──────── DOCUMENT EXTRACT ────────

Monday, August 26, 2013

The Mystery of the Disappearing Jobs Market (Polemic) by Nick Noyes



For those fortunate enough to contain within themselves a slight anarchistic propensity, the illogical monotony and blatant hucksterism of an election cycle can be quite comedic—a dark comedy, of course, when you remember the hungry and desperate.

I imagine a politician’s speech writing group. Only a single item is scratched onto their blackboard: How can we say just enough to make it appear that we have said everything without actually saying anything? How can we convince them that we have solutions—jobs hidden like Christmas presents in the back of the closet—when we actually don’t? And how can we do this while maintaining that we’re not actually the problem? My imagined meetings are always short—daydream blips—as I know that these speech writers operate efficiently in their science.
 
(And if all else fails, they tell the politician, just go with the old “We need to get this economy moving again! And I know how!” The folks love that. Standing ovation.)
 
There’s a reason why there are never any clear and decipherable solutions offered, and there is a reason why politicians refuse to to address pragmatically the true reason why the world’s job market collapses like the rotten apples behind a foreclosed home.
 
Our economic problem doesn’t lie in the finding of a solution but in the application of the existing but meticulously hidden solution which remains so only to allow for the perpetuation of the established order. Here’s a secret: There is a fix to the economy, and it’s simple and readily available. The establishment knows about it and pray for its disappearance.
 
Let’s take it from the top. Where exactly did the jobs go? Well, they didn’t really go anywhere. They’re still here, humans, however, aren’t the ones doing them anymore. This little fact is largely ignored in political speech in favor of the sexier, more campaignable—cue some dramatic music—mystery of the disappearing jobs market. Spooky, right? This mysterious tale teaches the public to see the politicians as the Hardy Boys, and just like in Hardy Boys books, this mystery is a complete work of fiction.
 
I saw in a McDonalds a new machine. It dropped a plastic cup onto a conveyor belt. The cup moved slowly down the line. The cup stops. Fills with ice. Moves. Stops. Fills with Coke. Moves. Stops. A lid is pushed on. It is passed out a drive thru window. This, folks, is the mystery of the disappearing jobs market.    
 
Human job markets are replaced as technology advances. The public’s problem is not the “mysterious disappearance” of jobs but the political systems’ refusal to adapt to new ideas regarding occupation and labor in a technological society. The Recession is the result of politician subservience to corporate systems that remain steadfast as the beneficiaries of pre-21st century economic models of labor despite our current awkward dialectic synthesis of Industrial Revolution and grocery store self-checkout.

──────── ENTRIES PROVIDED ────────

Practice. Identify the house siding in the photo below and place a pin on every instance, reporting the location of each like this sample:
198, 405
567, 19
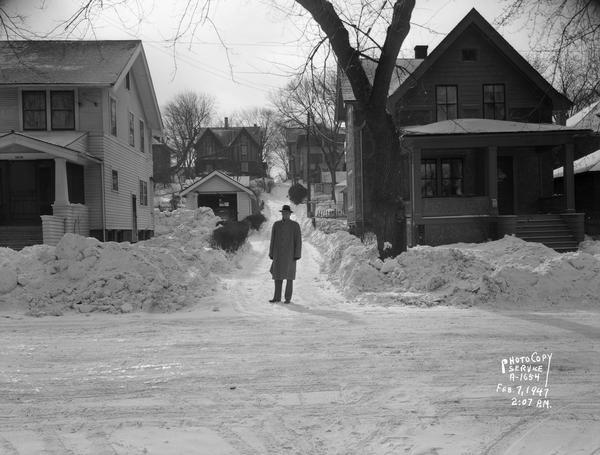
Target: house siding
9, 109
522, 96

────────

REQUIRED TASK A
Rewrite part of the essay on the disappearing jobs market so that "blackboard" becomes "whiteboard": begin at the words "I imagine a" and stop after "in their science.".
REQUIRED TASK B
Quote all of the records above word for word, leaving out the pictures.
The essay and the records have no connection to each other.

RESULT A
I imagine a politician’s speech writing group. Only a single item is scratched onto their whiteboard: How can we say just enough to make it appear that we have said everything without actually saying anything? How can we convince them that we have solutions—jobs hidden like Christmas presents in the back of the closet—when we actually don’t? And how can we do this while maintaining that we’re not actually the problem? My imagined meetings are always short—daydream blips—as I know that these speech writers operate efficiently in their science.

RESULT B
Practice. Identify the house siding in the photo below and place a pin on every instance, reporting the location of each like this sample:
198, 405
567, 19
Target: house siding
9, 109
522, 96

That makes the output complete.